**TASK TO CARRY OUT**.
Copy the lines below word for word, starting at the line with "Give the segmentation of every instance of the green" and ending at the line with "List every instance of the green grass here.", both included.

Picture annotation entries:
--- start ---
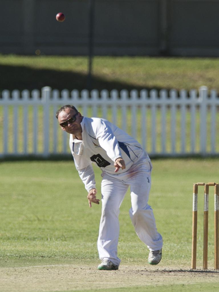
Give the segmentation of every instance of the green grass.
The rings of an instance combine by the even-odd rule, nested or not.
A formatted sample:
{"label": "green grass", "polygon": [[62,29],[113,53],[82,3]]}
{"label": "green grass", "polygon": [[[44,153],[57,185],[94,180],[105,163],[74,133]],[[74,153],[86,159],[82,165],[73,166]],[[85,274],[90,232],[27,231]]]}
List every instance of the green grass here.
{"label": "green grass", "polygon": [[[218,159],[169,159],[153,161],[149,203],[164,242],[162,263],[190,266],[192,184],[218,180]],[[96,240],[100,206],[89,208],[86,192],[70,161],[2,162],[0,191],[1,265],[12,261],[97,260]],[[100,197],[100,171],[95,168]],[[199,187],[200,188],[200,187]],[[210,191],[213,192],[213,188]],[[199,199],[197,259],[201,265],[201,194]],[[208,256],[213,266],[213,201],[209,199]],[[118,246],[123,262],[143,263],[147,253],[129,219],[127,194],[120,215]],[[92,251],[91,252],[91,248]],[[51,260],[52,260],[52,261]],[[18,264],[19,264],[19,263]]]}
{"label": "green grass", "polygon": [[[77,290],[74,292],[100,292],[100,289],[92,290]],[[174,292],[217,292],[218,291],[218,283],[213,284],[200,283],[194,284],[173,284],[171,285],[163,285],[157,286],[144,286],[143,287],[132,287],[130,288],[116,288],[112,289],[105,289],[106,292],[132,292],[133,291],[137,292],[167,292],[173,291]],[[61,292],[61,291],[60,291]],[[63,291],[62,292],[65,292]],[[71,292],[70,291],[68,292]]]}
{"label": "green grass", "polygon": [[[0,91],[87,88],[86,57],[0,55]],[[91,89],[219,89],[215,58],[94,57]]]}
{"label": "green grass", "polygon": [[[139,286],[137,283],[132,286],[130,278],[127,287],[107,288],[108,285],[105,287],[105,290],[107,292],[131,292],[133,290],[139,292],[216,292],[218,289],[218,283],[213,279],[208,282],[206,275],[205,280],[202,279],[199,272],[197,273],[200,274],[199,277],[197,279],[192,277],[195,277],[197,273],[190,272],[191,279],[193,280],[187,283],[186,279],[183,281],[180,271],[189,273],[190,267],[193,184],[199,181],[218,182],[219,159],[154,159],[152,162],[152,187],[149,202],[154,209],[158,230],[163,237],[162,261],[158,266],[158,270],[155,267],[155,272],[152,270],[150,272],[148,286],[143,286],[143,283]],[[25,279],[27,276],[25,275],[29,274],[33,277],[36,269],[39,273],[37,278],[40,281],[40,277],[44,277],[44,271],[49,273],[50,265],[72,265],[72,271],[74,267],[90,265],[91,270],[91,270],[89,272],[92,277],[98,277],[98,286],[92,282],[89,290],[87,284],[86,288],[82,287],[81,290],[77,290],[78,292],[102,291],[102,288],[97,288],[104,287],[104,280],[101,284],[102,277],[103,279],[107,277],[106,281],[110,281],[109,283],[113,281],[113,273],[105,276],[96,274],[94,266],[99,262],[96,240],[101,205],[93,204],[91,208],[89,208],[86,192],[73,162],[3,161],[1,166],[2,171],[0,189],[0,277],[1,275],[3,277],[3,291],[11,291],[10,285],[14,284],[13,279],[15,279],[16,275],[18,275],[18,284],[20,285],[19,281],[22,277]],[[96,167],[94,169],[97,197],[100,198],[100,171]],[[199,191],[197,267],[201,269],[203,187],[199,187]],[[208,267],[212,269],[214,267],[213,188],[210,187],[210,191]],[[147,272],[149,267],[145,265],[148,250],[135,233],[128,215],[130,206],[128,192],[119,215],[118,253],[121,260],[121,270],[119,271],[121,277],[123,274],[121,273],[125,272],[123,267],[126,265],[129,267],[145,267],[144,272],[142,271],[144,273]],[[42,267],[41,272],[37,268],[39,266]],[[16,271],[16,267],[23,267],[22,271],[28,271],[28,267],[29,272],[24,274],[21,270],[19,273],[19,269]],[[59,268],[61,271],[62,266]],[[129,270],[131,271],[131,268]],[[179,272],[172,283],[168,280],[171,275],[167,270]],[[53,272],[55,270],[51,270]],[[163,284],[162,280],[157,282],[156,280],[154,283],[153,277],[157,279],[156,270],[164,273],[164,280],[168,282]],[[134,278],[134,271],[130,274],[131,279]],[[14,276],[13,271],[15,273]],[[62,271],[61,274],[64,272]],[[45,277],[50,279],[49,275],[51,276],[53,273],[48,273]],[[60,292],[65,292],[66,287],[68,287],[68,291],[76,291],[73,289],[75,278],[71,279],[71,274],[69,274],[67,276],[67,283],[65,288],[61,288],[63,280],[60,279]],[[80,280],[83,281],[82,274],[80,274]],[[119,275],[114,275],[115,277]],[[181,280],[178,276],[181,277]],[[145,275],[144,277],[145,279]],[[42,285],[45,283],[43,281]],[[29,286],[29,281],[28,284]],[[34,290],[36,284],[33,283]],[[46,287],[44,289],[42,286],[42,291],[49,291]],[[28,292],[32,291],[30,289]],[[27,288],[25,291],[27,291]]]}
--- end ---
--- start ---
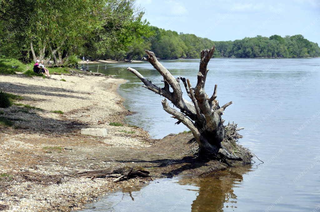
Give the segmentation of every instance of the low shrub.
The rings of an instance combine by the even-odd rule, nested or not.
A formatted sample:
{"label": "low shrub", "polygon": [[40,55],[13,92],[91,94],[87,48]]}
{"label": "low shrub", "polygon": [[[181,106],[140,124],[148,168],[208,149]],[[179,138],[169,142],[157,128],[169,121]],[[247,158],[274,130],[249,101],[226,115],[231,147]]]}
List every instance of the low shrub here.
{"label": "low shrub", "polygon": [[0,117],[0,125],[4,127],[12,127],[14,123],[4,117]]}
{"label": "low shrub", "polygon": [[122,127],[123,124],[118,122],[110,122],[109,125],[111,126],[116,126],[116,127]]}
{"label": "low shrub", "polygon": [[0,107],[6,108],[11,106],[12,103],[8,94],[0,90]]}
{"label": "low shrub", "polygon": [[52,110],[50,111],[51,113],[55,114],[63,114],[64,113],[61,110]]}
--- end ---
**EXERCISE OUTPUT**.
Give the segmentation of every instance of the green grass.
The rings of an instance combine by the even-odd rule, nested or not.
A formatted sample:
{"label": "green grass", "polygon": [[62,29],[113,53],[82,3]]}
{"label": "green grass", "polygon": [[[44,153],[57,185],[94,180],[105,163],[74,133]],[[74,153],[86,159],[82,165],[73,166]],[[85,274],[90,232],[27,231]]]}
List every instance of the green grass here.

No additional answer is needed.